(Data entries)
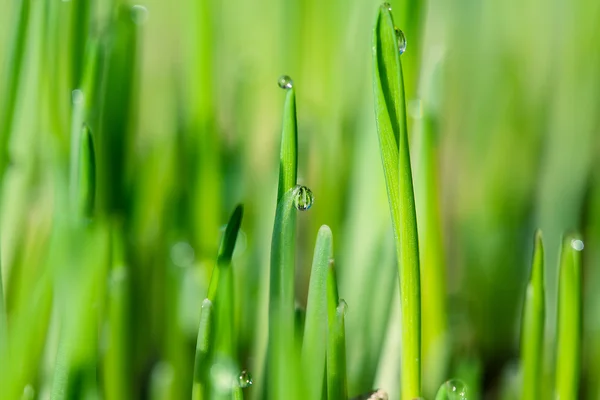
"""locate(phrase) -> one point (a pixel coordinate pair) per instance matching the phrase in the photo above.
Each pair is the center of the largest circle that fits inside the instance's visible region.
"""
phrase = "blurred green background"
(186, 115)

---

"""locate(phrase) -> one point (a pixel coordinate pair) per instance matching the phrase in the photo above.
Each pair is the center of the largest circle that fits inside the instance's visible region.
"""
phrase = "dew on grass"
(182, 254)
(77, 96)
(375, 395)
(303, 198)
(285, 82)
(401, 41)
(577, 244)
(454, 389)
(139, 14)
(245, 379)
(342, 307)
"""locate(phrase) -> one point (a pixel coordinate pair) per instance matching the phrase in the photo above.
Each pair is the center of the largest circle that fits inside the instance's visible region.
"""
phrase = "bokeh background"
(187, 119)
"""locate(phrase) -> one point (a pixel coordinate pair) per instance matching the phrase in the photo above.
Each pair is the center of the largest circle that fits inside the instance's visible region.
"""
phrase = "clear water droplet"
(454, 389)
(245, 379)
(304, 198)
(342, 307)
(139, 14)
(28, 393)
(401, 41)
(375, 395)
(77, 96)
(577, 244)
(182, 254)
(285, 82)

---

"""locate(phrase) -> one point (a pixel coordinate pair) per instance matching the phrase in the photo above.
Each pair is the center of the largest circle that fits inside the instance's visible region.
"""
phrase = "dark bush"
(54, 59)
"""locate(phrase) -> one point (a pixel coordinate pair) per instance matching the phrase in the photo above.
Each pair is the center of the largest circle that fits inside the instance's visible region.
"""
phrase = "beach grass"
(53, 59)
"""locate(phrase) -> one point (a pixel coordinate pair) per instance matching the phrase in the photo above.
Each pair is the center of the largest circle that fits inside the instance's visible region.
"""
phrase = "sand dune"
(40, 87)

WHAT THE TASK ASKS ▸ Count the lines in the entries above that contain the string "background", with case counting, and give only the number.

RESPONSE TO THE EXERCISE ▸ 2